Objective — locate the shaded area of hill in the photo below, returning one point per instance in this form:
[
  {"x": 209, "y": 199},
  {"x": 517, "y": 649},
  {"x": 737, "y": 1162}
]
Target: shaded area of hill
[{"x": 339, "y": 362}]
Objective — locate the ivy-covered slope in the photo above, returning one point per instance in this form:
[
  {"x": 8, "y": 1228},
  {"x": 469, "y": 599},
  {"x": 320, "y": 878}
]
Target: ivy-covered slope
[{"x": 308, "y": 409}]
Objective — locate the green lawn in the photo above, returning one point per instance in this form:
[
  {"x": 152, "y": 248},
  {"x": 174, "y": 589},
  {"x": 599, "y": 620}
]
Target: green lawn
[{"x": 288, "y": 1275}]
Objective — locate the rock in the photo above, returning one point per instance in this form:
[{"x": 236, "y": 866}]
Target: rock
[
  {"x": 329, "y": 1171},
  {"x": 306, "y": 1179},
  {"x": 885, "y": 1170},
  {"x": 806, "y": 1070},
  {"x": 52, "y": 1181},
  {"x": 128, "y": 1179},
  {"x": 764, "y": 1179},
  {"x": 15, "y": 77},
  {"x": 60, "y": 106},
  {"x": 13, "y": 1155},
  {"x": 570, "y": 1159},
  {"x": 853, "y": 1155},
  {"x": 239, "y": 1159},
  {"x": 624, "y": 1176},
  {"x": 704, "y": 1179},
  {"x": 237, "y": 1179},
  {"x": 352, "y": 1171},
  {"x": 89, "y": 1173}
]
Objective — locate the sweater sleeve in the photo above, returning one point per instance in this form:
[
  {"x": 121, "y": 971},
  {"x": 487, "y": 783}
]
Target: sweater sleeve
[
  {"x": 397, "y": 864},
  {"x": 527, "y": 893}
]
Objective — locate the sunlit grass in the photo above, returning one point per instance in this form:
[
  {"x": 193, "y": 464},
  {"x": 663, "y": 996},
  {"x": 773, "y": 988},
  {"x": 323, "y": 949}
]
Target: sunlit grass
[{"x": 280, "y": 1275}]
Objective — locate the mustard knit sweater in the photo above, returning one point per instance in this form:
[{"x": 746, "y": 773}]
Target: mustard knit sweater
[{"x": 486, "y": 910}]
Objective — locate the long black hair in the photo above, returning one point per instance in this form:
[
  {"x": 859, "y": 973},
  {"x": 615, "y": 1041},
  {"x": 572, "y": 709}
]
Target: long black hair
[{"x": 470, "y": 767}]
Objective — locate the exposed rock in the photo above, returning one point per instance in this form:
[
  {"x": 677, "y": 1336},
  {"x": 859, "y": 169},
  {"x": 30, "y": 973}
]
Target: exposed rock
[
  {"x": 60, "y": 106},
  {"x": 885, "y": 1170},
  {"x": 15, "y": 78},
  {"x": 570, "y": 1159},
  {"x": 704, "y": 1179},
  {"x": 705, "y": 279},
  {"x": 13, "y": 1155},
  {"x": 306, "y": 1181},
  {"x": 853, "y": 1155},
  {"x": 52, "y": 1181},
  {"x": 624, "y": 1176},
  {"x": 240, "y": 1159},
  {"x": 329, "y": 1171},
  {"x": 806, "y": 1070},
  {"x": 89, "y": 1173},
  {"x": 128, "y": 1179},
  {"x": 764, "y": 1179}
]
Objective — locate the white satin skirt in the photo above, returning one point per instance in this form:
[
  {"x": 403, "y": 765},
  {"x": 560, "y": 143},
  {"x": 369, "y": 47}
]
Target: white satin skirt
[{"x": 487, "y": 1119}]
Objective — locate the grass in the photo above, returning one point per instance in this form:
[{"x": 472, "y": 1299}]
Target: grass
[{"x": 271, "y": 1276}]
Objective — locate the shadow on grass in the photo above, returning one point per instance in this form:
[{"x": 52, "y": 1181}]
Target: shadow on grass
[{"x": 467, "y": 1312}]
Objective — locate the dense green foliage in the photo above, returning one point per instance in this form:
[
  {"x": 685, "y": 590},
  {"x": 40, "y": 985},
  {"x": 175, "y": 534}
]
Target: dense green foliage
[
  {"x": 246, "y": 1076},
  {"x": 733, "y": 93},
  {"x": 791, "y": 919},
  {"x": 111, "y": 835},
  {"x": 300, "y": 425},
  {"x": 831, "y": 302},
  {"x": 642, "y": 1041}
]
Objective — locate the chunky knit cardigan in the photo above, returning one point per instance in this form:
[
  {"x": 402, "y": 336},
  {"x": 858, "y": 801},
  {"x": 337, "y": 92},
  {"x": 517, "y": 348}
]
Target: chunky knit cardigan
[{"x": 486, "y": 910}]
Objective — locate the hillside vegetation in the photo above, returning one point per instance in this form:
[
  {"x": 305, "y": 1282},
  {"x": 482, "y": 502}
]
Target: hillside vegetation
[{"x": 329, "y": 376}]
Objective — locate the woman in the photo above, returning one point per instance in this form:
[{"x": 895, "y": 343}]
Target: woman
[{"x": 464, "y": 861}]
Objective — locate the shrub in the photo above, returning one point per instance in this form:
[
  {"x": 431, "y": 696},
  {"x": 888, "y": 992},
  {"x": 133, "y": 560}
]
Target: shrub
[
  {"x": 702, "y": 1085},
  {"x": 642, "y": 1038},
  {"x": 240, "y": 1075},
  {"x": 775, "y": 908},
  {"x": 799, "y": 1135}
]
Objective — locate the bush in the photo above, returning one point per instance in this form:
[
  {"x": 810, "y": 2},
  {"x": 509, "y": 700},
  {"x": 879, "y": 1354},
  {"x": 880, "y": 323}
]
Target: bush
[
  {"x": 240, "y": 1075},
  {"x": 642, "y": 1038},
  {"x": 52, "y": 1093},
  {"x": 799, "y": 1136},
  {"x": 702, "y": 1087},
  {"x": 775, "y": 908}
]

··········

→ What is expected
Render every line of the entries above as a Markdown table with two columns, Row and Entry line, numbering the rows in order and omitting blank lines.

→ Task answer
| Row | Entry line |
|---|---|
| 1 | Objective — locate the shaded area of hill in the photo below, returning one point per instance in this form: |
| 2 | [ |
| 3 |   {"x": 209, "y": 199}, |
| 4 |   {"x": 517, "y": 649}, |
| 5 |   {"x": 737, "y": 1162} |
| 6 | ] |
| 7 | Target: shaded area of hill |
| 8 | [{"x": 339, "y": 362}] |
| 9 | Objective — locate the ivy-covered slope in the photo above, returning one point per instance in this form: |
| 10 | [ |
| 11 |   {"x": 8, "y": 1228}, |
| 12 |   {"x": 469, "y": 599}, |
| 13 |   {"x": 320, "y": 878} |
| 14 | ] |
| 15 | Target: ivy-covered slope |
| 16 | [{"x": 308, "y": 409}] |
| 17 | Objective — locate the green lawn in the photo above, returning one point per instance in this form: |
| 18 | [ |
| 19 |   {"x": 152, "y": 248}, |
| 20 |   {"x": 174, "y": 589}, |
| 21 |   {"x": 599, "y": 620} |
| 22 | ] |
| 23 | Target: green lawn |
| 24 | [{"x": 288, "y": 1275}] |
| 25 | Objective — locate the rock in the photo above, returning one point per instance in this form: |
| 26 | [{"x": 236, "y": 866}] |
| 27 | Target: rock |
| 28 | [ |
| 29 |   {"x": 329, "y": 1171}, |
| 30 |   {"x": 306, "y": 1179}, |
| 31 |   {"x": 885, "y": 1170}, |
| 32 |   {"x": 806, "y": 1070}, |
| 33 |   {"x": 52, "y": 1181}, |
| 34 |   {"x": 128, "y": 1179}, |
| 35 |   {"x": 764, "y": 1179}, |
| 36 |   {"x": 15, "y": 77}, |
| 37 |   {"x": 60, "y": 106}, |
| 38 |   {"x": 13, "y": 1155}, |
| 39 |   {"x": 570, "y": 1159}, |
| 40 |   {"x": 853, "y": 1155}, |
| 41 |   {"x": 239, "y": 1159}, |
| 42 |   {"x": 624, "y": 1176}, |
| 43 |   {"x": 704, "y": 1179}, |
| 44 |   {"x": 237, "y": 1179}, |
| 45 |   {"x": 352, "y": 1171}, |
| 46 |   {"x": 89, "y": 1173} |
| 47 | ] |
| 48 | Objective — locate the sweater sleeve in the photo above, returning one point per instance in this form: |
| 49 | [ |
| 50 |   {"x": 121, "y": 971}, |
| 51 |   {"x": 487, "y": 783} |
| 52 | ] |
| 53 | Target: sweater sleeve |
| 54 | [ |
| 55 |   {"x": 397, "y": 864}, |
| 56 |   {"x": 527, "y": 893} |
| 57 | ] |
| 58 | Objective — locate the sunlit grass in the photo above, returning one point per instance in this form: |
| 59 | [ |
| 60 |   {"x": 193, "y": 464}, |
| 61 |   {"x": 663, "y": 996}, |
| 62 |   {"x": 773, "y": 988}, |
| 63 |   {"x": 323, "y": 949} |
| 64 | ] |
| 65 | Target: sunlit grass |
| 66 | [{"x": 280, "y": 1275}] |
| 67 | Objective — locate the mustard knit sweater in the photo above, returning one point per instance in this form: |
| 68 | [{"x": 746, "y": 773}] |
| 69 | Target: mustard knit sweater |
| 70 | [{"x": 486, "y": 910}] |
| 71 | Objective — locate the long black hair in the photo above, returning one point per instance in this form: |
| 72 | [ |
| 73 |   {"x": 859, "y": 973}, |
| 74 |   {"x": 615, "y": 1041}, |
| 75 |   {"x": 572, "y": 709} |
| 76 | ] |
| 77 | Target: long black hair |
| 78 | [{"x": 470, "y": 767}] |
| 79 | Objective — locate the exposed rock in the photo above, returning one point per instance in this form: |
| 80 | [ |
| 81 |   {"x": 677, "y": 1336}, |
| 82 |   {"x": 859, "y": 169}, |
| 83 |   {"x": 30, "y": 973} |
| 84 | ] |
| 85 | Target: exposed rock |
| 86 | [ |
| 87 |   {"x": 60, "y": 106}, |
| 88 |   {"x": 885, "y": 1170}, |
| 89 |   {"x": 15, "y": 78}, |
| 90 |   {"x": 570, "y": 1159}, |
| 91 |   {"x": 704, "y": 1179}, |
| 92 |   {"x": 705, "y": 279}, |
| 93 |   {"x": 13, "y": 1155}, |
| 94 |   {"x": 306, "y": 1181}, |
| 95 |   {"x": 853, "y": 1155}, |
| 96 |   {"x": 52, "y": 1181}, |
| 97 |   {"x": 624, "y": 1176}, |
| 98 |   {"x": 240, "y": 1159}, |
| 99 |   {"x": 329, "y": 1171}, |
| 100 |   {"x": 806, "y": 1070}, |
| 101 |   {"x": 89, "y": 1173}, |
| 102 |   {"x": 128, "y": 1179}, |
| 103 |   {"x": 764, "y": 1179} |
| 104 | ] |
| 105 | Objective — locate the white satin skirt in the photo above, returning one point per instance in this form: |
| 106 | [ |
| 107 |   {"x": 403, "y": 765}, |
| 108 |   {"x": 560, "y": 143}, |
| 109 |   {"x": 369, "y": 47} |
| 110 | ] |
| 111 | Target: white satin skirt |
| 112 | [{"x": 487, "y": 1119}] |
| 113 | Objective — locate the grass in the photo above, returning one point per instance in this form: |
| 114 | [{"x": 472, "y": 1299}] |
| 115 | Target: grass |
| 116 | [{"x": 271, "y": 1276}] |
| 117 | Objective — locate the shadow on grass in the photo above, returning one point per instance in this form: |
| 118 | [{"x": 52, "y": 1181}] |
| 119 | Target: shadow on grass |
| 120 | [{"x": 467, "y": 1312}] |
| 121 | Objective — locate the dense green foliage in the photo above, returning one point per instance in this form: |
| 122 | [ |
| 123 |   {"x": 685, "y": 590}, |
| 124 |   {"x": 40, "y": 985}, |
| 125 |   {"x": 175, "y": 534} |
| 126 | ] |
| 127 | Target: dense green foliage |
| 128 | [ |
| 129 |   {"x": 246, "y": 1076}, |
| 130 |   {"x": 733, "y": 93}, |
| 131 |   {"x": 791, "y": 919}, |
| 132 |   {"x": 111, "y": 835}, |
| 133 |   {"x": 300, "y": 425}, |
| 134 |   {"x": 831, "y": 302}, |
| 135 |   {"x": 642, "y": 1041} |
| 136 | ] |
| 137 | Objective — locate the chunky knit cardigan in the photo above, returning one point per instance in this form: |
| 138 | [ |
| 139 |   {"x": 402, "y": 336}, |
| 140 |   {"x": 858, "y": 801}, |
| 141 |   {"x": 337, "y": 92}, |
| 142 |   {"x": 517, "y": 348} |
| 143 | ] |
| 144 | Target: chunky knit cardigan |
| 145 | [{"x": 486, "y": 910}] |
| 146 | Objective — locate the hillside vegetation in the photo above, returning one point per instance in this form: |
| 147 | [ |
| 148 |   {"x": 305, "y": 1282}, |
| 149 |   {"x": 482, "y": 502} |
| 150 | ] |
| 151 | Target: hillside vegetation |
| 152 | [{"x": 329, "y": 376}] |
| 153 | Objective — locate the woman in the photo above, returning one point per instance in this form: |
| 154 | [{"x": 895, "y": 343}] |
| 155 | Target: woman |
| 156 | [{"x": 464, "y": 861}] |
| 157 | Objective — locate the shrub in the photo above, returning one point per instance in this form: |
| 158 | [ |
| 159 |   {"x": 431, "y": 696}, |
| 160 |   {"x": 888, "y": 992}, |
| 161 |   {"x": 133, "y": 560} |
| 162 | ] |
| 163 | Target: shrub |
| 164 | [ |
| 165 |   {"x": 702, "y": 1085}, |
| 166 |   {"x": 642, "y": 1038}, |
| 167 |   {"x": 240, "y": 1075}, |
| 168 |   {"x": 775, "y": 908}, |
| 169 |   {"x": 799, "y": 1135} |
| 170 | ] |
| 171 | Objective — locate the bush in the photo above, returning one point per instance in this form: |
| 172 | [ |
| 173 |   {"x": 810, "y": 2}, |
| 174 |   {"x": 509, "y": 700}, |
| 175 |   {"x": 879, "y": 1354}, |
| 176 |   {"x": 880, "y": 323} |
| 177 | ] |
| 178 | Target: bush |
| 179 | [ |
| 180 |   {"x": 240, "y": 1075}, |
| 181 |   {"x": 642, "y": 1038}, |
| 182 |   {"x": 52, "y": 1093}, |
| 183 |   {"x": 799, "y": 1136}, |
| 184 |   {"x": 702, "y": 1087}, |
| 185 |   {"x": 775, "y": 908} |
| 186 | ] |